_PROMPT_: Repeat the entries that follow from start to finish, keeping every character.

[Point-per-instance localization data]
=== Begin Enclosure ===

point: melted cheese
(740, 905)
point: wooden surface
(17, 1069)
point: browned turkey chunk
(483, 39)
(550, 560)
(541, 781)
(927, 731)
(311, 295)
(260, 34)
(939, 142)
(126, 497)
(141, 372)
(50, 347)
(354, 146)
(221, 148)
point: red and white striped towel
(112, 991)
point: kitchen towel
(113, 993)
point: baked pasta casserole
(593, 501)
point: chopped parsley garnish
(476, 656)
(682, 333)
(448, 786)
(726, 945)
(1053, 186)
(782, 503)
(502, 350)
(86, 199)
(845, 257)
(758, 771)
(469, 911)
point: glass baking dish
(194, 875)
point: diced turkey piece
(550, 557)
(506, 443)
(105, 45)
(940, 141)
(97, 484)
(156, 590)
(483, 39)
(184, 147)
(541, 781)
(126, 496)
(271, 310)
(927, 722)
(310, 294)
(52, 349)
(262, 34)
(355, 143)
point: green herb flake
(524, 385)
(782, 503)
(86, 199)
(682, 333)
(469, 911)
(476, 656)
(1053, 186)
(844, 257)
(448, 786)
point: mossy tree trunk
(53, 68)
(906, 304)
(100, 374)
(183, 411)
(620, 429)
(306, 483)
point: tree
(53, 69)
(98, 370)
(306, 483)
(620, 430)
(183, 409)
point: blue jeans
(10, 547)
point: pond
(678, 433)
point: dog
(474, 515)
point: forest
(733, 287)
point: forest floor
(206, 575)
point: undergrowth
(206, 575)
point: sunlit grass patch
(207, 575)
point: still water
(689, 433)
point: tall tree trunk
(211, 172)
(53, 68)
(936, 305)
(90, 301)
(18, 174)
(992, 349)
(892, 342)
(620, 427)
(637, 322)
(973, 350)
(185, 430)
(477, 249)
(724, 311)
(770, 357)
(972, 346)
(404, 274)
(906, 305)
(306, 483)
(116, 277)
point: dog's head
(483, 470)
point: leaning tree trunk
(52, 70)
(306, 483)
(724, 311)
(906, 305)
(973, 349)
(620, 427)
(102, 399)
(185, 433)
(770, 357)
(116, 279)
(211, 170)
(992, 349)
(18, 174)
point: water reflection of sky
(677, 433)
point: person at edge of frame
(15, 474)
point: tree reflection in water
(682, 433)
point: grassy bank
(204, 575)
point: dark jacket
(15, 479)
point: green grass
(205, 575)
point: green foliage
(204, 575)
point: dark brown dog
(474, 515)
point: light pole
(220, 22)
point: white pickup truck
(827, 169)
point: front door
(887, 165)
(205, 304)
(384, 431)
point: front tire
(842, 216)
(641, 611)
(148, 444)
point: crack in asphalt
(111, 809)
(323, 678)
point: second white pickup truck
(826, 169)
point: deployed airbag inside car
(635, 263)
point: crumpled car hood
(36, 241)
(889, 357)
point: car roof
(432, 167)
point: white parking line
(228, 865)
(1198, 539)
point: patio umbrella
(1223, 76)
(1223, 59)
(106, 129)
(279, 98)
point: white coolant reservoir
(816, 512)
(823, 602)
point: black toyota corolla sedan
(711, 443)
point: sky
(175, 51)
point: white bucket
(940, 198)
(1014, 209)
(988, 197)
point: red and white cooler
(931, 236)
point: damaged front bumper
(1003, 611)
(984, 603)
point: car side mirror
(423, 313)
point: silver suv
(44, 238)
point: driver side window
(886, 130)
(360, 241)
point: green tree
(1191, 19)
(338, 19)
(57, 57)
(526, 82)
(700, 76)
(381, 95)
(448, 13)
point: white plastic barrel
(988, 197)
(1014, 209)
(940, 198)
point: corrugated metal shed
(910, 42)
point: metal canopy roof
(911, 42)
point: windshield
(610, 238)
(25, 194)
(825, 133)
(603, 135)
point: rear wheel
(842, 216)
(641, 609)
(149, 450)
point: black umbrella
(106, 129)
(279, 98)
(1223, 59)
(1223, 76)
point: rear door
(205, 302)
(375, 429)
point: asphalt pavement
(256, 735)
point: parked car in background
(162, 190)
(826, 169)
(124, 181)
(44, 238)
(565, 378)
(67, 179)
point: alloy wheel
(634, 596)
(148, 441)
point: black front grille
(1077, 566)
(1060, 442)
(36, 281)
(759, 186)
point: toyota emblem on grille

=== End Enclosure ===

_REPLY TO THE EXERCISE_:
point: melted cheese
(740, 905)
point: wooden surface
(17, 1069)
point: browned turkey chunk
(483, 39)
(550, 560)
(541, 781)
(927, 731)
(311, 295)
(260, 34)
(939, 142)
(126, 497)
(141, 372)
(50, 347)
(354, 146)
(221, 148)
point: red and white striped towel
(112, 991)
point: kitchen towel
(113, 993)
point: baked pasta casserole
(593, 501)
point: chopped parsley garnish
(476, 656)
(682, 333)
(448, 786)
(726, 945)
(1053, 186)
(782, 503)
(502, 350)
(86, 199)
(845, 257)
(758, 771)
(469, 911)
point: glass baking dish
(194, 875)
point: diced turkey piece
(550, 557)
(506, 443)
(105, 45)
(940, 141)
(97, 484)
(156, 590)
(483, 39)
(184, 147)
(541, 781)
(126, 496)
(271, 310)
(927, 722)
(310, 294)
(52, 349)
(262, 34)
(355, 143)
point: green herb flake
(524, 385)
(782, 503)
(86, 199)
(682, 333)
(469, 911)
(476, 656)
(1053, 186)
(844, 257)
(448, 786)
point: mossy tree trunk
(53, 68)
(906, 304)
(100, 374)
(183, 411)
(620, 429)
(306, 483)
point: tree
(53, 69)
(98, 370)
(306, 483)
(620, 430)
(183, 409)
point: blue jeans
(10, 547)
point: pond
(678, 433)
point: dog
(474, 515)
point: forest
(733, 287)
point: forest floor
(206, 575)
point: undergrowth
(206, 575)
point: sunlit grass patch
(207, 575)
point: still water
(689, 433)
point: tall tree trunk
(211, 172)
(53, 68)
(936, 305)
(90, 301)
(18, 174)
(992, 349)
(892, 342)
(620, 427)
(637, 322)
(973, 350)
(185, 430)
(477, 249)
(724, 311)
(770, 357)
(972, 346)
(404, 274)
(906, 305)
(306, 483)
(116, 277)
point: dog's head
(483, 470)
point: leaning tree trunk
(52, 70)
(306, 483)
(724, 311)
(906, 305)
(973, 349)
(620, 427)
(102, 399)
(185, 433)
(770, 357)
(116, 279)
(211, 170)
(992, 349)
(18, 174)
point: water reflection of sky
(677, 433)
point: person at edge of frame
(15, 474)
point: tree reflection in water
(682, 433)
point: grassy bank
(204, 575)
point: dark jacket
(15, 479)
point: green grass
(205, 575)
point: green foliage
(204, 575)
point: dark brown dog
(474, 515)
point: light pole
(220, 22)
point: white pickup truck
(827, 169)
point: front door
(887, 165)
(205, 304)
(384, 431)
point: front tire
(842, 216)
(641, 611)
(148, 444)
point: crack in asphalt
(111, 809)
(323, 678)
point: second white pickup truck
(826, 169)
point: deployed airbag inside car
(635, 263)
point: crumpled car hood
(36, 241)
(889, 357)
point: car roof
(432, 167)
point: white parking line
(228, 865)
(1198, 539)
point: patio umbrella
(1223, 76)
(1223, 59)
(106, 129)
(279, 98)
point: white coolant reservoir
(816, 512)
(823, 602)
point: black toyota corolla sedan
(711, 443)
point: sky
(175, 51)
point: white bucket
(940, 198)
(1014, 209)
(988, 197)
point: red and white cooler
(931, 236)
point: damaged front bumper
(1003, 611)
(984, 603)
point: car side mirror
(423, 313)
point: silver suv
(44, 238)
point: driver side window
(886, 130)
(360, 241)
point: green tree
(1191, 19)
(338, 19)
(57, 57)
(526, 82)
(700, 76)
(381, 95)
(448, 13)
point: white plastic barrel
(988, 197)
(1014, 209)
(940, 198)
point: corrugated metal shed
(910, 42)
point: metal canopy roof
(911, 42)
point: windshield
(610, 238)
(25, 194)
(825, 133)
(603, 135)
point: rear wheel
(842, 216)
(641, 609)
(149, 450)
point: black umbrella
(106, 129)
(279, 98)
(1223, 59)
(1223, 76)
point: rear door
(205, 302)
(375, 429)
point: asphalt pavement
(256, 735)
point: parked car in background
(162, 190)
(826, 169)
(124, 181)
(44, 238)
(565, 378)
(67, 179)
point: alloy wheel
(634, 596)
(148, 441)
point: black front grille
(1077, 566)
(1060, 442)
(36, 281)
(759, 186)
point: toyota emblem on grille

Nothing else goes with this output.